Exercise description:
Write out all of the data exactly as it appears.

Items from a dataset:
***

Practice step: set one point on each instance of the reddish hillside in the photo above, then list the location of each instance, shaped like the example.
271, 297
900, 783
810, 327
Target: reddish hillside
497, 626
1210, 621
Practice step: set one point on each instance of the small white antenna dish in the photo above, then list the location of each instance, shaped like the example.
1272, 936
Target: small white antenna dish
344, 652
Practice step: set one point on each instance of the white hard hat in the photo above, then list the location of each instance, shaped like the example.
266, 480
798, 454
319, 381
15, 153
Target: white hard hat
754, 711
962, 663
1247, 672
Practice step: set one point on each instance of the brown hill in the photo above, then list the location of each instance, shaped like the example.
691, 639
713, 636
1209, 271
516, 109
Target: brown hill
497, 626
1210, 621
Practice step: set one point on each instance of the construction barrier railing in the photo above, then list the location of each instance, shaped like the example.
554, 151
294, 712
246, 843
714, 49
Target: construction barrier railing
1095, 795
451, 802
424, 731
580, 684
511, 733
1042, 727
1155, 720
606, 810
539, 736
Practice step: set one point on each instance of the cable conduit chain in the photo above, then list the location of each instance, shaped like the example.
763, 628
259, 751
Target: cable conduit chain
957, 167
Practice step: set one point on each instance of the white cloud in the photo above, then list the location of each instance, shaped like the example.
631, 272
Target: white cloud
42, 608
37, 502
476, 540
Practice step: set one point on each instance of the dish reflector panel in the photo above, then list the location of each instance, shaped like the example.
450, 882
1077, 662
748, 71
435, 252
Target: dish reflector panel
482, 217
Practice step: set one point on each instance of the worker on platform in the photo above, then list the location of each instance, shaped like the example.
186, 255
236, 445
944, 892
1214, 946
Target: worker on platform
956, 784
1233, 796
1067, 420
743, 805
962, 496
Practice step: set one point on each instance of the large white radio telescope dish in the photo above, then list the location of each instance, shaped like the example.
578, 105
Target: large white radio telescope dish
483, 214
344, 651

***

Response:
Practice step: set one point on each instance of the reddish hillside in the photo above, then list the location of each instance, shaped like the example.
271, 297
900, 783
810, 327
Target: reddish hillside
497, 626
1210, 621
Practice step: set one point on each instance of the small white antenna dish in the photo above, then list the location of each instance, shaped like the example.
1272, 936
Target: small white antenna dish
344, 652
Practice step: set one point on each instance of the white hard hat in the photo above, then list the location of each instance, shaped like the example.
266, 480
798, 454
319, 381
15, 153
Target: white hard hat
754, 711
962, 663
1247, 672
Practice step: set one point on each instance of the brown hill in the photo above, then list the location of each instance, shaped like the example.
691, 639
713, 636
1209, 271
516, 109
Target: brown hill
497, 626
1210, 621
Practice step: set one point on each instance of the construction barrier railing in the photo above, then list the location of each instance, shaped like the example.
554, 151
294, 712
246, 843
714, 49
Target: construction barrier railing
1095, 795
451, 802
424, 731
580, 684
511, 733
1042, 727
1155, 720
606, 810
539, 736
Practice step: set one point on each instance of the cable conduit chain in the photo above, then list the location of each instance, shaped like the example.
763, 628
259, 751
Target: cable conduit chain
957, 167
Practice step: set one point on each instance of the white cloud in the photo above, then list the location of each instance, shaped like the example.
631, 272
Target: white cloud
42, 608
37, 502
476, 540
Practice step: set one point on each instance of the dish reflector panel in the photo above, then list the location of each instance, shaped like the example.
450, 882
1077, 662
748, 71
435, 252
Target: dish reflector panel
482, 217
Practice step: set one point on each instance of the worker on platform in the photo above, then list the location of each instance, shaped like the example.
186, 255
236, 445
944, 892
1214, 946
Target: worker on platform
956, 784
1233, 796
1067, 420
743, 805
962, 496
Practice step: set one point on each instance of the large white radio telescope dish in the photo above, then list the location of each instance, shaped like the example.
578, 105
Target: large white radio telescope dish
483, 214
344, 651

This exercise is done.